Text segment:
━━━━━━━━━━━━━━━━━━━━━━━━━━━━━━
NEW YORK (AP) -- Police on Thursday were investigating whether a woman found beaten to death in her SUV was killed in a botched extortion plot from her native China.
Chao Ru Xie was found Monday slumped between the seats of her family's vehicle in the Bay Ridge section of Brooklyn, miles from its home. Her husband reported an unauthorized use of the SUV on July 1. It's unclear when the wife last was seen.
The husband told police the family received a call from China demanding money. Investigators have been unable to verify the information.
No one answered after repeated knocks on the door of Xie's home in the Flatlands neighborhood of Brooklyn on Thursday, though it appeared there were people inside.
The crime scene, more than 3 miles from Xie's house, is a residential road with private homes on one side of the street and a tree-lined park on the other. The area was quiet and deserted on Thursday, vastly different from earlier in the week, when police tape and cruisers surrounded the spot where Xie's body was found.
━━━━━━━━━━━━━━━━━━━━━━━━━━━━━━
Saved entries
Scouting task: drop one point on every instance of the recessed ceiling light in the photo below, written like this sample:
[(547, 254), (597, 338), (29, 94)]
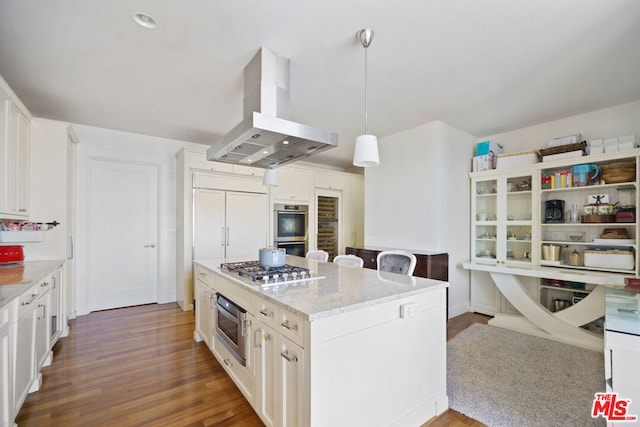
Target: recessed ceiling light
[(145, 20)]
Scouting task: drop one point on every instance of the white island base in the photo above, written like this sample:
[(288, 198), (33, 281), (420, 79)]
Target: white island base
[(358, 347)]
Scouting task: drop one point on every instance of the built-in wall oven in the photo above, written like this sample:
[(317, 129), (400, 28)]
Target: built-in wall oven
[(231, 327), (291, 228)]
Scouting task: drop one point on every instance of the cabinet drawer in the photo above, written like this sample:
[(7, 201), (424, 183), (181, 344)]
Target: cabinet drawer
[(265, 311), (238, 373), (291, 326)]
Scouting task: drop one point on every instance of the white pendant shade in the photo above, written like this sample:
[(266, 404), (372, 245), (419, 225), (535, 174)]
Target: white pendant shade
[(270, 177), (366, 152)]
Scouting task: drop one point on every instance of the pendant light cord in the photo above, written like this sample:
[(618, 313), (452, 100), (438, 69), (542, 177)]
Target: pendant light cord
[(365, 92)]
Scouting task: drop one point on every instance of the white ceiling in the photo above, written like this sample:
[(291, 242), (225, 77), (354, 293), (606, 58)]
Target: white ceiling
[(482, 66)]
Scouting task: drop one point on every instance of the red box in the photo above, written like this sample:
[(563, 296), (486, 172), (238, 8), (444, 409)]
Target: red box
[(11, 254)]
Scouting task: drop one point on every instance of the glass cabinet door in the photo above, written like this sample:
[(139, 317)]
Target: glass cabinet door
[(484, 220), (518, 219), (502, 219)]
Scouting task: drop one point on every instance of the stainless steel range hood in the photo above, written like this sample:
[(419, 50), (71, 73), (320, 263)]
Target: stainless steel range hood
[(265, 138)]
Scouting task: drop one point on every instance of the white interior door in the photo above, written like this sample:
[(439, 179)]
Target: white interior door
[(123, 216), (246, 221), (208, 224)]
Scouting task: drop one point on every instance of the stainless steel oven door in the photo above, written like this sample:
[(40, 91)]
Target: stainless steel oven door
[(291, 222), (293, 248), (231, 327)]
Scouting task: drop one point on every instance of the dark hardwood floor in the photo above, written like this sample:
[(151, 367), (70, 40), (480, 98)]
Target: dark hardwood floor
[(139, 366)]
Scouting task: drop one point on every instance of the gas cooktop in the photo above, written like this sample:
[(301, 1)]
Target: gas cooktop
[(269, 275)]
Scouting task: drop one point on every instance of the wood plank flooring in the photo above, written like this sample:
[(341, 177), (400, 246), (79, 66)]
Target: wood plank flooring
[(139, 366)]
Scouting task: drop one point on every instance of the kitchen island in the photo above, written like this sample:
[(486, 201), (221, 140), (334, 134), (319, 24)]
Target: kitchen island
[(351, 347)]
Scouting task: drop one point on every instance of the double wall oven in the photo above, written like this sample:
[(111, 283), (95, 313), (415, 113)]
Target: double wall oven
[(291, 228)]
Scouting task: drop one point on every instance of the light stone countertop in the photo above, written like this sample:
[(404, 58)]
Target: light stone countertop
[(17, 278), (342, 290)]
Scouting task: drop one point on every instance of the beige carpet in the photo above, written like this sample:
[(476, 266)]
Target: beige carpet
[(505, 378)]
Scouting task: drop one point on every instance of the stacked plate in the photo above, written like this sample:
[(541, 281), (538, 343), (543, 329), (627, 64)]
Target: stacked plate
[(614, 173)]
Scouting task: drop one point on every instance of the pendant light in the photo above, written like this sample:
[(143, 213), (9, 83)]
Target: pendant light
[(366, 152), (270, 178)]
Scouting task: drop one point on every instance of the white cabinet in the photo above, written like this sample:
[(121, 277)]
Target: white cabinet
[(290, 383), (6, 367), (57, 319), (330, 180), (24, 347), (293, 184), (279, 379), (622, 352), (14, 162), (353, 212), (42, 338), (205, 308), (229, 224), (502, 219)]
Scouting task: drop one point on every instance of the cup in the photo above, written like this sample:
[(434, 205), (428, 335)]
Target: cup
[(585, 174)]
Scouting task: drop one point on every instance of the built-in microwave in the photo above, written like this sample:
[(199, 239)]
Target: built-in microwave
[(291, 223)]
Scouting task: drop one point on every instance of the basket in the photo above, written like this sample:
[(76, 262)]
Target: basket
[(564, 149)]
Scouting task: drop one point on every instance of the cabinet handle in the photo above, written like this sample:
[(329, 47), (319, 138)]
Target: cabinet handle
[(266, 313), (286, 325), (30, 300), (257, 342), (285, 354)]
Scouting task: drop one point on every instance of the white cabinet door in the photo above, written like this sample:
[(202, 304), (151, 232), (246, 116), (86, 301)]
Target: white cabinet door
[(55, 306), (291, 382), (209, 230), (6, 368), (204, 313), (24, 349), (246, 222), (14, 166), (42, 350), (266, 374), (293, 184)]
━━━━━━━━━━━━━━━━━━━━━━━━━━━━━━
Directions:
A) Name every place that the news story about the woman found dead in her SUV mentions by name, in the order each first appears.
B) Write out the news story about the woman found dead in her SUV, starting at "Chao Ru Xie" and ending at "verify the information.".
C) Continue the news story about the woman found dead in her SUV from its last sentence.

Results for each task:
A) New York, China, Bay Ridge, Brooklyn, Flatlands

B)
Chao Ru Xie was found Monday slumped between the seats of her family's vehicle in the Bay Ridge section of Brooklyn, miles from its home. Her husband reported an unauthorized use of the SUV on July 1. It's unclear when the wife last was seen.
The husband told police the family received a call from China demanding money. Investigators have been unable to verify the information.

C)
Detectives were pulling phone records and interviewing business associates.
The victim moved from China about a decade ago, and police said she ran a type of homegrown lottery in Manhattan's Chinatown.
A report in the World Journal, a Chinese-language newspaper serving overseas Chinese in North America, said Xie and her family ran a kitchen supply company in Chinatown. Her husband, You Song Zhu, was a councilman at the American Fujanese Chamber of Commerce, a society that helps develop Fujanese-owned businesses in New York.
News of Xie's murder was reported by the local Chinese-language press in New York and has since been making headlines on numerous Chinese-language Web sites and in newspapers across mainland China.
The medical examiner ruled Xie's death a homicide, saying she had been killed by blunt force trauma to the head and skull.